[Source document]

- Written by: Alan Ball
- Characters: Meredith Georgeanne Trisha Frances Mindy Tripp

Premiere
- Date premiered: February 13, 1993
- Place premiered: Manhattan Class Company New York City

= Five Women Wearing the Same Dress =

Play written by Alan Ball

Five Women Wearing the Same Dress is a play written in 1993 by Alan Ball.

==Plot==
The play is a comedy set at the home of the bride in Knoxville, Tennessee during the newly married couple's ostentatious wedding reception. The five bridesmaids have found refuge in the room of Meredith, the sister of the bride. The women come to realize that despite their differences, they have more in common with each other than any of them do with the bride.

[/Source document]

§ Exercises to complete:
#1 Reproduce the passage from the article on Five Women Wearing the Same Dress, starting at "- Written by: Alan" and ending at "by Alan Ball.".
#2 Summarize the article on Five Women Wearing the Same Dress in two sentences.

[Exercise data]

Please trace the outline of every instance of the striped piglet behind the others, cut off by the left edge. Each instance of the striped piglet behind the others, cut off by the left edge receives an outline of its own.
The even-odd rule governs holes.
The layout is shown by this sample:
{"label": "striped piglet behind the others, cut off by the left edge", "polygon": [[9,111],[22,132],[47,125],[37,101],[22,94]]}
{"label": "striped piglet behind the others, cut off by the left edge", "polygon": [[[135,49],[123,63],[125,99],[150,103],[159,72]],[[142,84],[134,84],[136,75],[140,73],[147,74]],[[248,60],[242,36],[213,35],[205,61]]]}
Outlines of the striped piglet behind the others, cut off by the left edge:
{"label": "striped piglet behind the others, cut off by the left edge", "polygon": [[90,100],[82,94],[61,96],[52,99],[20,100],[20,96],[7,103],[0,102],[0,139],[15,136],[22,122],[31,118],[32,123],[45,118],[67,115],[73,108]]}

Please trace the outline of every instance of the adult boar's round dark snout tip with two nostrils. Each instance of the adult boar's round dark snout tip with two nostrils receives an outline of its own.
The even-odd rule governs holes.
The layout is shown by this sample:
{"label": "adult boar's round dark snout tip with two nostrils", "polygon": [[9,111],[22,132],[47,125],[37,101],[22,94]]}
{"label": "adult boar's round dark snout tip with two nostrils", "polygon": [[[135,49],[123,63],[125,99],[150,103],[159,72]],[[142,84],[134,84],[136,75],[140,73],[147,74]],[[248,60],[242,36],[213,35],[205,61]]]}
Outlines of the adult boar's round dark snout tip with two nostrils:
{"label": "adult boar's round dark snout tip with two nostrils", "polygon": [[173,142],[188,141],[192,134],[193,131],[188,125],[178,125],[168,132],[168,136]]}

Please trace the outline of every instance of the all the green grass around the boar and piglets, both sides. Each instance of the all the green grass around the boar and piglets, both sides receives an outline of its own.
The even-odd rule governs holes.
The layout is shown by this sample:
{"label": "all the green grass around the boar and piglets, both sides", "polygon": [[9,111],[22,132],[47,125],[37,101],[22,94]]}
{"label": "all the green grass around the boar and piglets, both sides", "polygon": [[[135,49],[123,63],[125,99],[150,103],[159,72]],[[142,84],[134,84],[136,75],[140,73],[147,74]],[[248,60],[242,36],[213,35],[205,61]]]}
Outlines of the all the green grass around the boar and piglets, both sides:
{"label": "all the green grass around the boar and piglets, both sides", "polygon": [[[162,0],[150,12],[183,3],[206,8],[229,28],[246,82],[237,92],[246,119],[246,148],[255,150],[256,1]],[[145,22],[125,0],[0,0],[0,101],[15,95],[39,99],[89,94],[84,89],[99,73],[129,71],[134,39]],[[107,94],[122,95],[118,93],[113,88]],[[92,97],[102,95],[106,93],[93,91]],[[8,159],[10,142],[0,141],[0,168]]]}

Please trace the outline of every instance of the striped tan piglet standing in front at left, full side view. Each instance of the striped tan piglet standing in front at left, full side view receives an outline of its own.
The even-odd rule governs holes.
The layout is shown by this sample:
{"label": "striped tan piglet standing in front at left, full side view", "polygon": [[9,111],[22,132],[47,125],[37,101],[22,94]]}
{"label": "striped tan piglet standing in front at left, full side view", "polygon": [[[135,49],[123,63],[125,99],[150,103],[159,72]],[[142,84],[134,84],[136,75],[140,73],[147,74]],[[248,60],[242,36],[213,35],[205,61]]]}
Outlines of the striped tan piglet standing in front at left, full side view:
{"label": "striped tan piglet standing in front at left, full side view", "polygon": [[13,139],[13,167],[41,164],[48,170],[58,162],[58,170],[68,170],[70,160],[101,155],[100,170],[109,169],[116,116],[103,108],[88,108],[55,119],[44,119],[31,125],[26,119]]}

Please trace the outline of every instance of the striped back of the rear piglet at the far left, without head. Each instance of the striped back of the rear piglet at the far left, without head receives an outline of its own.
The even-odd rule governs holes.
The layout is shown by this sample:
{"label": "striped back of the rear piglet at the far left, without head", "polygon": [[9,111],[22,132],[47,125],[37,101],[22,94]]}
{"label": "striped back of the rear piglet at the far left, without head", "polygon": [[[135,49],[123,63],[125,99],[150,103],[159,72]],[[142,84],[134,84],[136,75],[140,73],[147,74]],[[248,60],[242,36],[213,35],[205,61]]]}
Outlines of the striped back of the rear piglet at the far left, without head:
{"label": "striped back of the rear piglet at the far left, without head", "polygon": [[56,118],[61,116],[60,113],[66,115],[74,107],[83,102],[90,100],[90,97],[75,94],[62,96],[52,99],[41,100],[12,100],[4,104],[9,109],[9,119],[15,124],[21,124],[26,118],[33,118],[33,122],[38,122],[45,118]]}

[/Exercise data]
[Exercise data]

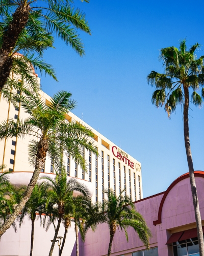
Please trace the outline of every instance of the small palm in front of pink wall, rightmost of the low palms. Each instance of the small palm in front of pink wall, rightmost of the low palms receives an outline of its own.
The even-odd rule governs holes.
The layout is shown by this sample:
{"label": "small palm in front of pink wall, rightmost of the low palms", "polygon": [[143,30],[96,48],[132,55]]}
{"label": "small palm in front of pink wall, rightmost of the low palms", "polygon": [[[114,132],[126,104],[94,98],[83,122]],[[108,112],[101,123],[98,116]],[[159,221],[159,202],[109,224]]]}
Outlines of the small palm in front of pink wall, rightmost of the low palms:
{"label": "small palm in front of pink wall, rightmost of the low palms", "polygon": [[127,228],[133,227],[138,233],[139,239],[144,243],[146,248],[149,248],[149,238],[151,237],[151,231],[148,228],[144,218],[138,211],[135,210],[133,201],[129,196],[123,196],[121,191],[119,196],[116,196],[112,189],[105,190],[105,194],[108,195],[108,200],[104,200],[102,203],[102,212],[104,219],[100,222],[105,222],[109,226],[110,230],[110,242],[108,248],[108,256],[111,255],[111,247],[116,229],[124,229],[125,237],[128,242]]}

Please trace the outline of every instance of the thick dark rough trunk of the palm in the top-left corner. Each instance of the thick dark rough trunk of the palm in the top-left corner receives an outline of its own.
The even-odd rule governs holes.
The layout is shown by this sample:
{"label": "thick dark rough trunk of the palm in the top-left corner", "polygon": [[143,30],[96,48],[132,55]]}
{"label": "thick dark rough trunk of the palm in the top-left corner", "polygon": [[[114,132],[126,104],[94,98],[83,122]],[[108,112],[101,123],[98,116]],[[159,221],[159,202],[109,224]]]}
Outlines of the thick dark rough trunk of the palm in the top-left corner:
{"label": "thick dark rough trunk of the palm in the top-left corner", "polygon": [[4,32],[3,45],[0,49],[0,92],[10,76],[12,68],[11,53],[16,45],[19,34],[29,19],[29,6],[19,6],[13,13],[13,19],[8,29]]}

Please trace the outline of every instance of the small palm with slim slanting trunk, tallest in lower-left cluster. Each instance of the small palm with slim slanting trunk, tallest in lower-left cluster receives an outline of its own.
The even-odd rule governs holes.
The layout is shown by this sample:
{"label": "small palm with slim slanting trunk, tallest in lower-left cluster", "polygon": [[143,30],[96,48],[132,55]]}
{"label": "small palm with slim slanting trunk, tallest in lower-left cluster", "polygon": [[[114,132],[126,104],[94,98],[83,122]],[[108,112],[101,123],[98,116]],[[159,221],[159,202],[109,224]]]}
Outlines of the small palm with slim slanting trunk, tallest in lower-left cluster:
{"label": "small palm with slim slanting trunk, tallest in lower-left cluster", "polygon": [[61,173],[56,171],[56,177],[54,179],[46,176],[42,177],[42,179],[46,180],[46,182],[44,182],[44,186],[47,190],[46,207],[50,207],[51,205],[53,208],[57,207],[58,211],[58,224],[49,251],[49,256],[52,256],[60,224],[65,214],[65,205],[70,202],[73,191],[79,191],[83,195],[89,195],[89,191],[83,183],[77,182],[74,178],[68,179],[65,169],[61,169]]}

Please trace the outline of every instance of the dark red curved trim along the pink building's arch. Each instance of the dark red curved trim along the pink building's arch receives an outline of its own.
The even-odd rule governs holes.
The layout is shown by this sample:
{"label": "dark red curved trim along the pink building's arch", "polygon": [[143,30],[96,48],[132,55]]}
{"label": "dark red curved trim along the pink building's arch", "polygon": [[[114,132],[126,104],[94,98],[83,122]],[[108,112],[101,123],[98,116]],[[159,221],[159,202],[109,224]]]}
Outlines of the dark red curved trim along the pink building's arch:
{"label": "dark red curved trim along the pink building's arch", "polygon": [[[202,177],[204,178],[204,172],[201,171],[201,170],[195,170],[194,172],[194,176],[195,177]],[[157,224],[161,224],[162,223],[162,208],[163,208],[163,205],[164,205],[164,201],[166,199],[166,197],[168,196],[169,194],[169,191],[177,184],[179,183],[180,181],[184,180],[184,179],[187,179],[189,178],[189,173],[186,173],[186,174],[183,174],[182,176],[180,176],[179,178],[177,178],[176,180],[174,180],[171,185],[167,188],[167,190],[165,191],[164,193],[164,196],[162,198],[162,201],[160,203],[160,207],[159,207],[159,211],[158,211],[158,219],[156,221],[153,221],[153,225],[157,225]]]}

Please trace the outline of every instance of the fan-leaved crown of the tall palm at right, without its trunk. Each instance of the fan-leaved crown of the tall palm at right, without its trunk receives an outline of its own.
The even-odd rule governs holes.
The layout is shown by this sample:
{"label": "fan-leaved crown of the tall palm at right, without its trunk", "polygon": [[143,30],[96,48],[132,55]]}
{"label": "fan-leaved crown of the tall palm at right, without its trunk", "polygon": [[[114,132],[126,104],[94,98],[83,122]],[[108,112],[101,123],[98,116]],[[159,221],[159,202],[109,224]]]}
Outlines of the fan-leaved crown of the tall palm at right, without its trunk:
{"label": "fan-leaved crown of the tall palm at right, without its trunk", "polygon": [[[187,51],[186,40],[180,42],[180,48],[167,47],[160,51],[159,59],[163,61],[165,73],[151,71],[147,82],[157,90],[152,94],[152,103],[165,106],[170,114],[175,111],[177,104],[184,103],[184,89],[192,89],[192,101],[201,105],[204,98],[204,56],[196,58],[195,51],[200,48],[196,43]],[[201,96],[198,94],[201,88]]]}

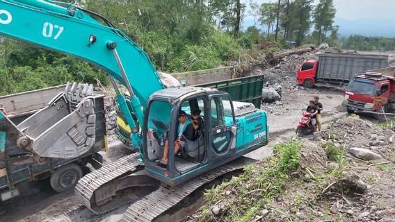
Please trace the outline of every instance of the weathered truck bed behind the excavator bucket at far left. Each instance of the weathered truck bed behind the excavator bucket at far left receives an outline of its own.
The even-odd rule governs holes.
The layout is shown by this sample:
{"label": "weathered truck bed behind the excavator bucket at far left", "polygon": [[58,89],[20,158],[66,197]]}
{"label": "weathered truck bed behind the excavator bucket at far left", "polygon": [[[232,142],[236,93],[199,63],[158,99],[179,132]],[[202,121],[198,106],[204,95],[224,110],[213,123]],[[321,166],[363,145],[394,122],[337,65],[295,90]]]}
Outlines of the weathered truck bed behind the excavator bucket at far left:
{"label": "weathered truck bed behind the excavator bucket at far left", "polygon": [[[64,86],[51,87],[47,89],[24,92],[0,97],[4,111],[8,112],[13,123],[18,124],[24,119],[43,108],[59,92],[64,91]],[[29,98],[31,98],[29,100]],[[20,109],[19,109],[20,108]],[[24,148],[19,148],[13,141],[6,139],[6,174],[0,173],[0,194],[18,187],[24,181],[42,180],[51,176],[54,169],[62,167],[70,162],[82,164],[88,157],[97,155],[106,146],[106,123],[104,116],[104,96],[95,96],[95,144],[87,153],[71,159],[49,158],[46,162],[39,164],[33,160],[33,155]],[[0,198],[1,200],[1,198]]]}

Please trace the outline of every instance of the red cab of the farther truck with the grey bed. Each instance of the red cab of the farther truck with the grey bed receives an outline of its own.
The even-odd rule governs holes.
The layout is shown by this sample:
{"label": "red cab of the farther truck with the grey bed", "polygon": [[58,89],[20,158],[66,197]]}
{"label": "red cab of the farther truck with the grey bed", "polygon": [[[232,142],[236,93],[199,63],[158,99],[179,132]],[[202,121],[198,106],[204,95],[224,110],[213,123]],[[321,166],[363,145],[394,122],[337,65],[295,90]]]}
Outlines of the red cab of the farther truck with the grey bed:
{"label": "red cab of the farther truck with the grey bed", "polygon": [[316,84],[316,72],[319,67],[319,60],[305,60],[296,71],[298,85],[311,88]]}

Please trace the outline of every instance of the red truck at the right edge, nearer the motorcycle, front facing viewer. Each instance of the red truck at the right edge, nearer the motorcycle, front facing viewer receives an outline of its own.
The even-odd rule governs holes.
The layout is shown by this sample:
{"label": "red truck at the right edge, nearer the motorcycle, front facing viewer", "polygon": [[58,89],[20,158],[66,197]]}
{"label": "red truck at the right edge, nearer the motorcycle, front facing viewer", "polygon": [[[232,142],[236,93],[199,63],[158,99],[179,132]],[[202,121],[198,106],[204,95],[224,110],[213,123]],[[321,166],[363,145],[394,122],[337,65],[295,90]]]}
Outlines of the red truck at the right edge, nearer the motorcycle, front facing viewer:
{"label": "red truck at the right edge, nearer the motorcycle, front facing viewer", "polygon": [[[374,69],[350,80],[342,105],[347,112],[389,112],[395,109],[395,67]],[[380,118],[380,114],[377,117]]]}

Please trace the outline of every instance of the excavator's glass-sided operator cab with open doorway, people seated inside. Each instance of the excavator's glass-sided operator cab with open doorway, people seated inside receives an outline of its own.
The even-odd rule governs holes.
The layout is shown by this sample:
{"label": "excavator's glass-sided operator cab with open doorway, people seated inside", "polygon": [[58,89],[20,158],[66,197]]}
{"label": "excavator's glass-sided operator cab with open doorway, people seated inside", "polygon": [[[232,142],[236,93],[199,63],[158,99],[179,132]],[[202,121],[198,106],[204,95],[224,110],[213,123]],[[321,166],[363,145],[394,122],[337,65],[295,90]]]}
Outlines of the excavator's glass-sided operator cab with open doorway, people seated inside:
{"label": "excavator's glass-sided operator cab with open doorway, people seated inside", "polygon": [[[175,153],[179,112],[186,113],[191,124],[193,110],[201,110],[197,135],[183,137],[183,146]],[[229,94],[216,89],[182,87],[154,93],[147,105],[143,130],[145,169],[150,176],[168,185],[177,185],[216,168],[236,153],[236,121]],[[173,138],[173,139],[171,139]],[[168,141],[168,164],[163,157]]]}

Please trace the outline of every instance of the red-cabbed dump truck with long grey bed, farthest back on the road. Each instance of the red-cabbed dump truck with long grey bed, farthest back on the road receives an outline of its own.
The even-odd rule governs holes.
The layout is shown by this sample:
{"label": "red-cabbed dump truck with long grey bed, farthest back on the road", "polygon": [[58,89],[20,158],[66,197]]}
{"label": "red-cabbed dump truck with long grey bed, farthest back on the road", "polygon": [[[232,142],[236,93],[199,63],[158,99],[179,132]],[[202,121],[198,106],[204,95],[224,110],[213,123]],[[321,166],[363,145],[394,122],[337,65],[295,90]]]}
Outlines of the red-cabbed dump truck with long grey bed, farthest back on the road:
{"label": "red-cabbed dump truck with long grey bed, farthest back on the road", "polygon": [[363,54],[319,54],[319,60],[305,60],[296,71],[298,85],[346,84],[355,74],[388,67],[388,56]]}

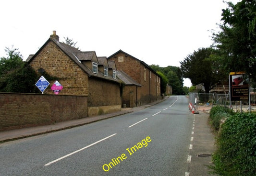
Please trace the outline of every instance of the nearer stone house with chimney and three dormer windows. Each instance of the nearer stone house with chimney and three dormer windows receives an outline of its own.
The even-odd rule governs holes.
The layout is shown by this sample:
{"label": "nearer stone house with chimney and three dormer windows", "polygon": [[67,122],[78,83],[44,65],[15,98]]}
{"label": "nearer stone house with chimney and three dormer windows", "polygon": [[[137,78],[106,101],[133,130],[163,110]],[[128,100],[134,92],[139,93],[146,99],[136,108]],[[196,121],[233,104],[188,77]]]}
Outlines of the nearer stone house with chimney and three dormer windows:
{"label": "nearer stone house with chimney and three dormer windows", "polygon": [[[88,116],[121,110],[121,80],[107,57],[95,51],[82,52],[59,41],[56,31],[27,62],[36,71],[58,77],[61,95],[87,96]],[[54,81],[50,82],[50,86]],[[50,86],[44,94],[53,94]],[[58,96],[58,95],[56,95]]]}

[/Exercise data]
[Exercise data]

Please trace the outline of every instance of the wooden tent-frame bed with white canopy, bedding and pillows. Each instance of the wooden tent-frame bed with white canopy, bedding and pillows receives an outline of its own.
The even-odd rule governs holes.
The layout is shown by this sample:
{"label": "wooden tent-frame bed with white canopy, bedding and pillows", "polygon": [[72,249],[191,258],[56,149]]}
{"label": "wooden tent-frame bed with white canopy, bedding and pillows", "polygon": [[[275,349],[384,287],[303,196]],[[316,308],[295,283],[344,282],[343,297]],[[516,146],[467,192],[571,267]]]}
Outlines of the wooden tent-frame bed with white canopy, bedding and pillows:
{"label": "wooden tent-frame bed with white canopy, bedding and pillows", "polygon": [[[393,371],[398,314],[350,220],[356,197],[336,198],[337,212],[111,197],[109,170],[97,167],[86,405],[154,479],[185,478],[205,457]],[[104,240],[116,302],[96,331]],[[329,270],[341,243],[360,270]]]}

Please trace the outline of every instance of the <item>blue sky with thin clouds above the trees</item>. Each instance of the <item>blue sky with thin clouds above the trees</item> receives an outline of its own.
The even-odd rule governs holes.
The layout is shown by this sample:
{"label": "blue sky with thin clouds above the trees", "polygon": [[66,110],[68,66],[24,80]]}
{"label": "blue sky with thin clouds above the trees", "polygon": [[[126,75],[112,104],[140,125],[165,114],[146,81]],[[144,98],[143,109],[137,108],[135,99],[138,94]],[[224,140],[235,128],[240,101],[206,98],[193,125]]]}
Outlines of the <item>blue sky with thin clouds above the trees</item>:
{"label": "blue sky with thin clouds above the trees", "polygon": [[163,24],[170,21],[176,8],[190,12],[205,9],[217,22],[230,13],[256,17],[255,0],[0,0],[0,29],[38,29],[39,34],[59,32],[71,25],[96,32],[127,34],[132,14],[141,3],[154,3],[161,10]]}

[/Exercise data]

§ Solutions to the tasks:
#1
- Written by: Alan Ball
- Characters: Meredith Georgeanne Trisha Frances Mindy Tripp

Premiere
- Date premiered: February 13, 1993
- Place premiered: Manhattan Class Company New York City

= Five Women Wearing the Same Dress =

Play written by Alan Ball

Five Women Wearing the Same Dress is a play written in 1993 by Alan Ball.

#2 Five Women Wearing the Same Dress is a comedy written by Alan Ball in 1993 that premiered on February 13, 1993, at Manhattan Class Company in New York City. It is set during an ostentatious wedding reception at the bride's home in Knoxville, Tennessee, where five bridesmaids take refuge in the room of Meredith, the bride's sister, and come to realize they have more in common with each other than with the bride.